**Exercise brief**
Rewrite the data below, changing each "even-odd rule" to "nonzero winding rule" and leaving every other character as it is.

───── Stored records

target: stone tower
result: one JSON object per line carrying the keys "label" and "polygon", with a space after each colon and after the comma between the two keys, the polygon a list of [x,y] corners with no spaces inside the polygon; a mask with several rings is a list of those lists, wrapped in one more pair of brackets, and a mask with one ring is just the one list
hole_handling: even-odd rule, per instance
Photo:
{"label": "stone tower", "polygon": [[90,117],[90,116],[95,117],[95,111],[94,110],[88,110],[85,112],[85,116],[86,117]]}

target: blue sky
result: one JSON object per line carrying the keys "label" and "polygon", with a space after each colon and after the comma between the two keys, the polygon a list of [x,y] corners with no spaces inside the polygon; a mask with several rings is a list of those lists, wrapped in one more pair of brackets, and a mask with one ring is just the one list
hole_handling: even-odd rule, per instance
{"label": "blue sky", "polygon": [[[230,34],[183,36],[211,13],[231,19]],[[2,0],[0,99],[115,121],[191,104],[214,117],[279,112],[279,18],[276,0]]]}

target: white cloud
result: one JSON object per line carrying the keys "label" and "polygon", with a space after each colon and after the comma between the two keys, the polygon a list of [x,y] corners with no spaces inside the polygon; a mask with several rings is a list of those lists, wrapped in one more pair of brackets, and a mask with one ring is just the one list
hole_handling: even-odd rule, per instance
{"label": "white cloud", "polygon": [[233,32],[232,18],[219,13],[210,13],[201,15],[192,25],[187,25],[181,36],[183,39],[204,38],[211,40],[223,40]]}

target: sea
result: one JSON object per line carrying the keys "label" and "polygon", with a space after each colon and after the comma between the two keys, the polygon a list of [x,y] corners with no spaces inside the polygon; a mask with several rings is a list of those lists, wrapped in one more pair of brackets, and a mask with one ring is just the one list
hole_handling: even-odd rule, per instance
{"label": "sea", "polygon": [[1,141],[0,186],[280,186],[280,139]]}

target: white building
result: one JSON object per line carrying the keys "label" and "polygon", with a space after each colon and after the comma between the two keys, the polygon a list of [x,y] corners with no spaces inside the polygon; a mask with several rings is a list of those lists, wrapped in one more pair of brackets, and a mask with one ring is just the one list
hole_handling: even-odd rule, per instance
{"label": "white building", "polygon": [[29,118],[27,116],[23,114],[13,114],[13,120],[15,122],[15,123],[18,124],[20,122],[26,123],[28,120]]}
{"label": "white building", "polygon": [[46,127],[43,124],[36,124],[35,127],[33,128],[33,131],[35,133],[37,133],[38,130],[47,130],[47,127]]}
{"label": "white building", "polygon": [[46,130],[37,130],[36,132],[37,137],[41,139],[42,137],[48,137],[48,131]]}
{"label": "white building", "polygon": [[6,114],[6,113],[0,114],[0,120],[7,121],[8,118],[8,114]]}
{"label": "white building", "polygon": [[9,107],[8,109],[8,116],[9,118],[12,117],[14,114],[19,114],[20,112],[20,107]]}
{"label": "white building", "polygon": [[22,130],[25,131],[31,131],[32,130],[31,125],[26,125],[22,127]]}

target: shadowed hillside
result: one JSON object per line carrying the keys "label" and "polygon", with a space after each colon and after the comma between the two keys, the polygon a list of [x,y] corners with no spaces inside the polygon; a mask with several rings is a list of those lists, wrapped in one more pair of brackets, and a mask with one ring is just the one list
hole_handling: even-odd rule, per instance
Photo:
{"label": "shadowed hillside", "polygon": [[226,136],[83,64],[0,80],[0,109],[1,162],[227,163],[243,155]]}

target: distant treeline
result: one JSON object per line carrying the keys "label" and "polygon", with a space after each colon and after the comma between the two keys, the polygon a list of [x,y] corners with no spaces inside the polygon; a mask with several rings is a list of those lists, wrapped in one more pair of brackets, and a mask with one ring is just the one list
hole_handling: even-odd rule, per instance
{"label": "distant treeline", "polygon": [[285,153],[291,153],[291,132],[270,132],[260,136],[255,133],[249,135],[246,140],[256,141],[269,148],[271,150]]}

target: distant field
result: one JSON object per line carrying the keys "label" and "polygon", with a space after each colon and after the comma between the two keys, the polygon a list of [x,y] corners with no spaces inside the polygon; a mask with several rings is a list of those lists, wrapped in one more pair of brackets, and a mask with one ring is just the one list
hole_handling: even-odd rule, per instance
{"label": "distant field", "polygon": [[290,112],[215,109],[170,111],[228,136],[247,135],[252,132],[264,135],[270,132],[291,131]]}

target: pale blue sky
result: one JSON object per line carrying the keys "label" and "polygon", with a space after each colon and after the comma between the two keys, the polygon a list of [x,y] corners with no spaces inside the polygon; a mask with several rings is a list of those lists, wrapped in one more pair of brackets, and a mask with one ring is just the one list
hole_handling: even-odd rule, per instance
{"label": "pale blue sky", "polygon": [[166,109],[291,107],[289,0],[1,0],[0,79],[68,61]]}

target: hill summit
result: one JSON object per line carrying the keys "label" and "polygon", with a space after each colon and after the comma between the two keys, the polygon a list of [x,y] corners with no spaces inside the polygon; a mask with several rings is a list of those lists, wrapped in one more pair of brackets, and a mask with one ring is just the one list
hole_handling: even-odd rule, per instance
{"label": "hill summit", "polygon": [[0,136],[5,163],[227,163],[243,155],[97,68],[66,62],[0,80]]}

──────────

**In response**
target: stone tower
result: one JSON object per line carrying the keys "label" and "polygon", with a space after each colon and after the comma between the two keys, the polygon a list of [x,y] corners with no spaces inside the polygon; a mask with several rings is a list of those lists, wrapped in one more pair of brackets, and a mask with one ring is just the one list
hole_handling: nonzero winding rule, per instance
Photo:
{"label": "stone tower", "polygon": [[90,117],[90,116],[95,117],[95,111],[94,110],[88,110],[85,112],[85,116],[86,117]]}

target: blue sky
result: one JSON object per line carrying the keys "label" and "polygon", with a space after each colon and after the comma between the two keys, the polygon a list of [x,y] corners with no spaces inside the polygon; a mask with several rings is a list of those lists, wrapped in one more pair of brackets, and a mask with one ring is just the one list
hole_handling: nonzero winding rule, per instance
{"label": "blue sky", "polygon": [[[230,34],[183,36],[211,13],[231,19]],[[2,0],[0,99],[115,121],[191,104],[214,117],[279,112],[279,18],[276,0]]]}

target: white cloud
result: one JSON object per line carrying the keys "label" and "polygon", with a space after each colon and after the comma between the two keys, the polygon a list of [x,y] corners with no spaces inside the polygon; a mask with several rings is a list of those lists, wrapped in one more pair of brackets, and a mask with one ring is just the one list
hole_handling: nonzero winding rule, per instance
{"label": "white cloud", "polygon": [[233,32],[232,18],[219,13],[210,13],[201,15],[192,25],[187,25],[181,36],[183,39],[204,38],[211,40],[223,40]]}

target: sea
result: one JSON object per line carrying the keys "label" and "polygon", with a space after each colon and after the comma between the two keys, the polygon a list of [x,y] corners with no spaces inside the polygon; a mask with several rings is a list of those lists, wrapped in one more pair of brackets, and a mask with one ring is just the one list
hole_handling: nonzero winding rule, per instance
{"label": "sea", "polygon": [[1,141],[0,186],[280,186],[280,139]]}

target: white building
result: one JSON object per line carrying the keys "label" and "polygon", with a space after each colon and after the comma between the two keys, the polygon a list of [x,y] corners with no spaces inside the polygon; a mask with several rings is a list of those lists, wrapped in one more pair of brackets, and a mask with one ring is just the one list
hole_handling: nonzero winding rule, per instance
{"label": "white building", "polygon": [[29,118],[27,116],[23,114],[13,114],[13,120],[15,122],[15,123],[18,124],[20,122],[26,123],[28,120]]}
{"label": "white building", "polygon": [[46,127],[43,124],[36,124],[35,127],[33,128],[33,131],[35,133],[37,133],[38,130],[47,130],[47,127]]}
{"label": "white building", "polygon": [[46,130],[37,130],[36,132],[37,137],[41,139],[42,137],[48,137],[48,131]]}
{"label": "white building", "polygon": [[6,114],[6,113],[0,114],[0,120],[7,121],[8,118],[8,114]]}
{"label": "white building", "polygon": [[9,107],[8,109],[8,116],[9,118],[12,117],[14,114],[19,114],[20,112],[20,107]]}
{"label": "white building", "polygon": [[22,130],[25,131],[31,131],[32,130],[31,125],[26,125],[22,127]]}

target: shadowed hillside
result: one JSON object per line carrying the keys "label" and "polygon", with a space after each colon and after the comma between the two keys, the polygon a list of [x,y] corners with no spaces inside the polygon; a mask with several rings is a list of those lists, wrapped in one more pair of brackets, and a mask with one ring is just the one list
hole_handling: nonzero winding rule, per instance
Photo:
{"label": "shadowed hillside", "polygon": [[226,136],[83,64],[0,80],[0,109],[1,162],[227,163],[243,155]]}

target: distant treeline
result: one JSON object per line carrying the keys "label" and "polygon", with a space after each colon and after the comma between the two keys, the polygon a list of [x,y] corners with no spaces inside the polygon; a mask with several rings is a list of those lists, wrapped in one more pair of brackets, and a mask with one ring is just the one list
hole_handling: nonzero winding rule, per instance
{"label": "distant treeline", "polygon": [[285,153],[291,153],[291,132],[270,132],[260,136],[255,133],[249,135],[246,140],[256,141],[269,148],[271,150]]}

target: distant field
result: one JSON object per line carrying the keys "label" and "polygon", with a space after each colon and after the comma between the two keys, the polygon a list of [x,y] corners with no spaces inside the polygon; a mask with several rings is a list of those lists, wrapped in one more pair of brackets, and a mask with one ring is just the one list
hole_handling: nonzero winding rule, per instance
{"label": "distant field", "polygon": [[290,112],[215,109],[170,111],[228,136],[247,135],[252,132],[264,135],[270,132],[291,131]]}

target: pale blue sky
result: one JSON object per line carrying the keys "label" and "polygon", with a space after each colon and after the comma between the two keys, the polygon a list of [x,y] corners with no spaces inside the polygon; a mask with several rings is a list of those lists, wrapped in one more pair of brackets, and a mask with one ring is just the one list
hole_handling: nonzero winding rule, per instance
{"label": "pale blue sky", "polygon": [[166,109],[291,107],[289,0],[1,0],[0,79],[68,61]]}

target: hill summit
result: one JSON object per line carrying the keys "label" and "polygon", with a space after each colon and after the comma between the two keys, the polygon a list of [x,y] corners with no spaces inside the polygon; a mask with several rings is a list of those lists, wrapped in one more pair of brackets, and a mask with one ring is just the one list
hole_handling: nonzero winding rule, per instance
{"label": "hill summit", "polygon": [[0,136],[5,163],[227,163],[243,155],[97,68],[66,62],[0,80]]}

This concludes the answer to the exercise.